Excerpts of pointing data:

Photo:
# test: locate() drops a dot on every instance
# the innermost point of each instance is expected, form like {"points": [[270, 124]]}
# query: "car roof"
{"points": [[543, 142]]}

---

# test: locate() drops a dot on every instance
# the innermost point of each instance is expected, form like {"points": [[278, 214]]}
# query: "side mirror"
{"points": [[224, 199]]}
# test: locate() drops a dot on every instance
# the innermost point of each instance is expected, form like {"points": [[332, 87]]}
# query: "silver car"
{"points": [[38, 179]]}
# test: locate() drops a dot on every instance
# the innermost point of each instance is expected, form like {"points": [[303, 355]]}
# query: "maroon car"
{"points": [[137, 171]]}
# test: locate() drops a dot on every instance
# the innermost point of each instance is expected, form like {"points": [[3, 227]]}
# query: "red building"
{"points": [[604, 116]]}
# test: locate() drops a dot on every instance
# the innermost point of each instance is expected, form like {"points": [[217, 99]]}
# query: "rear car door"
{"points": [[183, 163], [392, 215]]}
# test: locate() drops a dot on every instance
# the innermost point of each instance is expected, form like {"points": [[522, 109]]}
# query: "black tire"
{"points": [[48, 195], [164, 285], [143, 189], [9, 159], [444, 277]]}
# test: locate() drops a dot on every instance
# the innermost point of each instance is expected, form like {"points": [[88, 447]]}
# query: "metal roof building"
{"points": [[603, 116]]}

---

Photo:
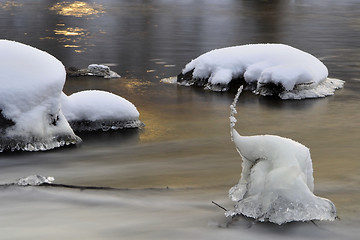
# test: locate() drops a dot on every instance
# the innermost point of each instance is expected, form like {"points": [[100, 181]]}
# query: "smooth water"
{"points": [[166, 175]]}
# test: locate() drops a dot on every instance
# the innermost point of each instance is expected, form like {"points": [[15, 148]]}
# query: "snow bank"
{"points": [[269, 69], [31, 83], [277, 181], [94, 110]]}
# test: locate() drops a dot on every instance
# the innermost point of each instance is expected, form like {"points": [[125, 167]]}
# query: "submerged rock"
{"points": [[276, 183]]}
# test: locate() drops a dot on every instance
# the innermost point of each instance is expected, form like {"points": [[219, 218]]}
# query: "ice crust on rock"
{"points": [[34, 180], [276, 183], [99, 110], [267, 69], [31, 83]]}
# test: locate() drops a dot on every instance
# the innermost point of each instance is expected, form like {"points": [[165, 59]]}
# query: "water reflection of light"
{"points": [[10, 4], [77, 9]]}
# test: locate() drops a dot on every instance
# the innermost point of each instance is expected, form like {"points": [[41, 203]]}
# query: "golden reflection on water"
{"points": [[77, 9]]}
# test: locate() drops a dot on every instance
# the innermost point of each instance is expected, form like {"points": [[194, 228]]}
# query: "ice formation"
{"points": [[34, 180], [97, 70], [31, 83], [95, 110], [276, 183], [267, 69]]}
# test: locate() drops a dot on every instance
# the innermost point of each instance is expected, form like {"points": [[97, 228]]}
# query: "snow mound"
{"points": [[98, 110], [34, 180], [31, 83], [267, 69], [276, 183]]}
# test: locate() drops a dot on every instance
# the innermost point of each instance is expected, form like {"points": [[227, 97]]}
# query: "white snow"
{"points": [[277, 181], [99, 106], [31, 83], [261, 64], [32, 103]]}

_Do this:_ List each line in the rows above that contains the word "building" and copy every such line in full.

_Solution for this exercise:_
# query: "red building"
# query: "metal roof building"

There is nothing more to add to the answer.